Text under study -
7.23.2014
This anomalous memory has lingered in my mind for years. I thought I was remembering a dream, since the margins are fuzzy, but, unlike a dream, the details persist and my mother has confirmed the facts; so I believe this happened when I was 4 or 5 years old.

It begins like a dream, arising from a mist, I try to wake up, I am groggy, anxious, and in some sort of hospital room, I hear voices, adults talking, I am being put on a table, made to sit up and lean forward, I am cold, my back is bare, hands hold me, I feel something cold, a needle is poked into my back. At that moment my perception shifts and I am looking down on the scene, from high above, I see everyone in the room, I see myself below, on the table, surrounded by people. I linger in that space for a timeless second or two.

The memory that follows is bright and crisp by comparison, sharp colors, smells, sounds, and the feel of my sheets; all vivid. I am wide awake, my sister and mother are coming into my room bringing in a new game, they are smiling and excited. Later that evening my father comes into the room and sits on the bed, he agrees to play the game which thrills me. It is a complicated game. a green plastic board with voodoos and a witch doctor, some sort of contraption that is triggered, I remember the metal pins that are part of the game's strategy...

[By the miracle of the internet I have located a description of the game! It is called "Voodoo Doll Game for Boys and Girls (1967)" ]

My father arranges for me to win dramatically just in time for supper. I am happy for the attention but still confused about what occurred the night before.

Source data -
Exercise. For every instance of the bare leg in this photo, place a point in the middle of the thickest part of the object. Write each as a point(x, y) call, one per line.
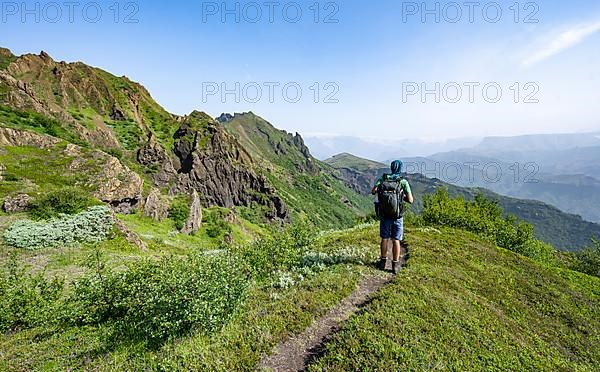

Activity -
Please give the name of the game as found online, according to the childhood memory text.

Solution to the problem -
"Voodoo Doll Game for Boys and Girls (1967)"